Reading text:
================

GNOME Annual Report 2007 - GNOME's First Ten Years
Author: Federico Meña Quintero
Do you remember ten years ago?
"We want to develop a free and complete set of user friendly applications and desktop tools, similar to CDE and KDE but based entirely on free software [...]" http://www.krugle.com/examples/p-8PspKxKyrNVEfC9Q/proposal.html
So, let's see. Free desktop? Check. Complete desktop? Check. Applications and desktop tools? Check, check!
We have completed our original goal.
Ten years ago, GNU/Linux distributions did not include a free and usable web browser. Ten years ago, using only free software, you could not do graphic design and illustration, you could not balance your checkbook, you could not download pictures from your camera to the computer, you could not do phone calls over the Internet, you could not create a spreadsheet with pie charts, and you could not plug a USB drive into your computer and expect it to "just work". Okay, USB sticks didn't exist ten years ago, but you get the idea.
I hereby thank all the people that hacked, translated, documented, decorated, and marketed all of this, making it a reality. You have given us freedom, good jobs, and a priceless group of friends.
Sure, our desktop still has bugs here and there, and some things don't yet work as smoothly as they should (printing and other ugly swamps), but the basic goal is done: we have a free-as-in-freedom, easy to use, stable desktop with a number of utilities and applications. We have a few million non-technical users, a few thousand technical ones, and many people and companies using GNOME.
A couple of years ago, people were becoming concerned that GNOME lacked direction. We were beginning to realize that the original goal was done, so now what? If anything, GNOME is in a healthy transition, similar to that of a teenage crisis, where it doesn't quite know how to grow up and changes its mind all the time.
It's about home users! It's about mobile devices! It's about big deployments! It's about corporate desktops!
Dan Winship, one of the long-time GNOME hackers, made a beautiful observation:
The problem is that the community doesn't know what direction it wants GNOME to move in, and so some people are pulling one way, and some are pulling another way, and the vectors all sum to zero. http://mail.gnome.org/archives/desktop-devel-list/2007-February/msg00105.html
Gradually, we are recognizing that we must let GNOME grow in different directions, without requiring everyone to do the same thing or letting a new direction become a distraction.
Back when GNOME was small, it was easy to create new directions for it.
We said, office applications? Sure, go ahead and write them. We had grandiose plans for a spreadsheet written in the Scheme programming language. I started writing a "sheet" object with a linked list, and then I realized that I knew nothing about spreadsheets. Fortunately there were saner people who did the right thing: Miguel de Icaza wrote the basic spreadsheet engine while I wrote the display engine, and later Jody Goldberg and Morten Welinder came about with *real* knowledge of spreadsheets, and they made Gnumeric beautiful.

================

Material provided:
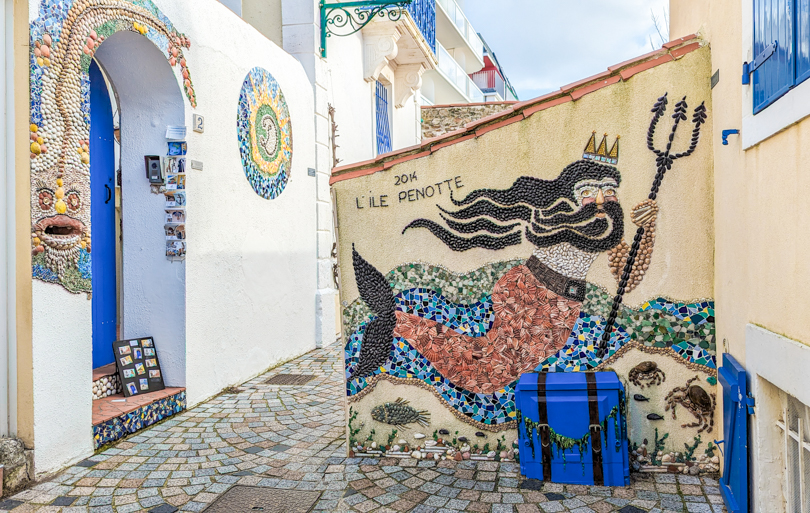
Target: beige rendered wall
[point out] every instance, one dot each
(541, 146)
(25, 375)
(265, 16)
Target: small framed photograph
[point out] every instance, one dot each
(177, 148)
(175, 248)
(175, 182)
(175, 217)
(138, 366)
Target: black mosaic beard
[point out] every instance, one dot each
(582, 229)
(502, 214)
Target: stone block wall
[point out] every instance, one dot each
(441, 119)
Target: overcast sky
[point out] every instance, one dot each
(545, 44)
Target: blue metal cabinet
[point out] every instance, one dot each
(572, 428)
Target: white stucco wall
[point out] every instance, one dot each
(251, 262)
(62, 339)
(153, 286)
(250, 272)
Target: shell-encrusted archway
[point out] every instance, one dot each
(64, 38)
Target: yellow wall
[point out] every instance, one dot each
(542, 146)
(761, 270)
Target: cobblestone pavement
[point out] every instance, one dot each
(291, 437)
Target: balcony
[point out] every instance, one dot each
(454, 31)
(449, 83)
(490, 83)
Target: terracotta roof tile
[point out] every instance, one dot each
(520, 110)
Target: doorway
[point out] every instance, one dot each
(102, 212)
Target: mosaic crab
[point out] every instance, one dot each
(699, 403)
(647, 374)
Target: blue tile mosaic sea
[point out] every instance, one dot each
(688, 329)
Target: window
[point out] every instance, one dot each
(788, 23)
(383, 119)
(796, 453)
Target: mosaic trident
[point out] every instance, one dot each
(663, 160)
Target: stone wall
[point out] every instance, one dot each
(442, 119)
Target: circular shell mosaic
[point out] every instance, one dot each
(265, 134)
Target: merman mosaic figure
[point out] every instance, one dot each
(570, 220)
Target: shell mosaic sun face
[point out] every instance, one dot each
(265, 134)
(64, 38)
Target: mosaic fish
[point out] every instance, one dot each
(399, 413)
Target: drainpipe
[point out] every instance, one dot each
(7, 233)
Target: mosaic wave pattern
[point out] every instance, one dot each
(136, 420)
(406, 362)
(64, 36)
(579, 353)
(265, 134)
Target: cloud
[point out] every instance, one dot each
(544, 44)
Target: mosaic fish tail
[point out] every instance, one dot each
(379, 334)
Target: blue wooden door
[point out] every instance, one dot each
(102, 218)
(737, 405)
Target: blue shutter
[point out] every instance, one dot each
(802, 40)
(773, 21)
(383, 121)
(737, 405)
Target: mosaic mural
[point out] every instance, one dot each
(64, 37)
(145, 416)
(468, 337)
(265, 134)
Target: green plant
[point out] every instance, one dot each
(659, 446)
(352, 430)
(392, 436)
(690, 449)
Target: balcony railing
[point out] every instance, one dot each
(490, 81)
(455, 74)
(462, 23)
(423, 13)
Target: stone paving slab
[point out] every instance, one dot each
(293, 438)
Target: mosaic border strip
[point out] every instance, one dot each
(372, 384)
(128, 423)
(654, 350)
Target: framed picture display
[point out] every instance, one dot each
(138, 366)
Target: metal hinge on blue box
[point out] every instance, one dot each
(572, 428)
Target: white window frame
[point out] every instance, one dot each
(786, 111)
(798, 436)
(772, 362)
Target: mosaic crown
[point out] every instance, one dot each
(601, 154)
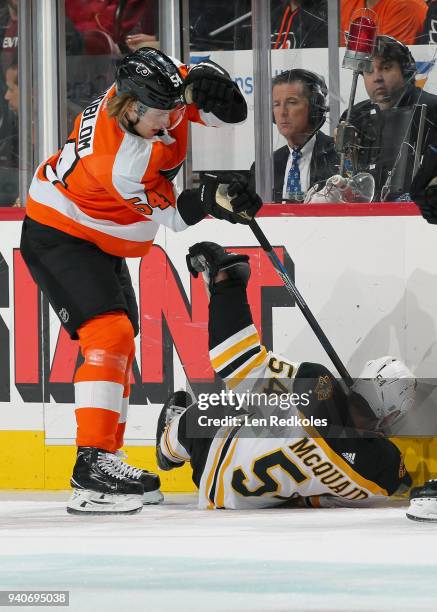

================

What this exercise asks:
1) From the GNOME report, set down everything from "GNOME Annual Report" down to "our original goal.".
2) According to the GNOME report, who wrote the basic spreadsheet engine?

Problem solutions:
1)
GNOME Annual Report 2007 - GNOME's First Ten Years
Author: Federico Meña Quintero
Do you remember ten years ago?
"We want to develop a free and complete set of user friendly applications and desktop tools, similar to CDE and KDE but based entirely on free software [...]" http://www.krugle.com/examples/p-8PspKxKyrNVEfC9Q/proposal.html
So, let's see. Free desktop? Check. Complete desktop? Check. Applications and desktop tools? Check, check!
We have completed our original goal.

2) Miguel de Icaza